## Bounding-box records
##############################

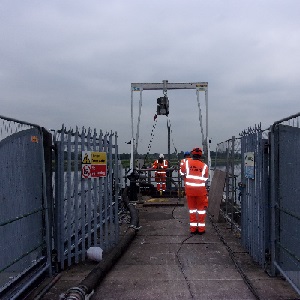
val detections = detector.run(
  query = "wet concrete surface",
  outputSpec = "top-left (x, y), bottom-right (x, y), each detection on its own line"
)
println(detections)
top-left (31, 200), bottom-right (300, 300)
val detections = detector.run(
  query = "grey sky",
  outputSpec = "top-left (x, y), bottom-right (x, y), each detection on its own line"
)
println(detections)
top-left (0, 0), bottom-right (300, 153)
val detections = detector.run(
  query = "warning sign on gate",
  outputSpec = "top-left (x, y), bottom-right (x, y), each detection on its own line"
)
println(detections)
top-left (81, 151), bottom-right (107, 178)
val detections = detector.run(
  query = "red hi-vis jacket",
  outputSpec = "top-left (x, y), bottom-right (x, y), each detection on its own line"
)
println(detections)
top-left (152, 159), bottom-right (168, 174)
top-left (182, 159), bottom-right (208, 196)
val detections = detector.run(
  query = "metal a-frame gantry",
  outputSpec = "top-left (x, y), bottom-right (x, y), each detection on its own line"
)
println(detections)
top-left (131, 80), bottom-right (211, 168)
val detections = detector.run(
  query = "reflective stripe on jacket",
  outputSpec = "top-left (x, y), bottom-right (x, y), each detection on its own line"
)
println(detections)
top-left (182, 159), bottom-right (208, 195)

##############################

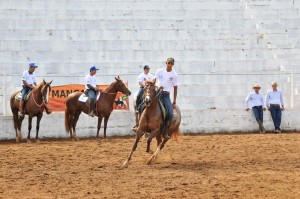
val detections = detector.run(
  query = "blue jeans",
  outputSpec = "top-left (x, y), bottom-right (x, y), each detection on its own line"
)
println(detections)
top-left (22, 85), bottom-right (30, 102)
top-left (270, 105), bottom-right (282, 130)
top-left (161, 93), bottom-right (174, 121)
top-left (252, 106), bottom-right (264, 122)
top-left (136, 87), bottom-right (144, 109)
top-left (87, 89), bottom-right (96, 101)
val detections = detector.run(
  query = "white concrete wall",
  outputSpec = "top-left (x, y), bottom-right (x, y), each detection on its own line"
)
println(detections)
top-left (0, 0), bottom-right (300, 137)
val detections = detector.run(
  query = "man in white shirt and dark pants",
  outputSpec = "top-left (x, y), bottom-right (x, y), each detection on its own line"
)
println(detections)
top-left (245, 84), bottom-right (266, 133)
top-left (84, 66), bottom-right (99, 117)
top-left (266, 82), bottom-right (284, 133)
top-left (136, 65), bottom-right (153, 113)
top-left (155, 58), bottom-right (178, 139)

##############################

## EXERCISE OBJECTIVE
Pick out each line of the data above that contains the word "jacket". Copy those lines.

## CORRECT RESULT
  query = "red hi-vis jacket",
  query = "reflective stripe on jacket",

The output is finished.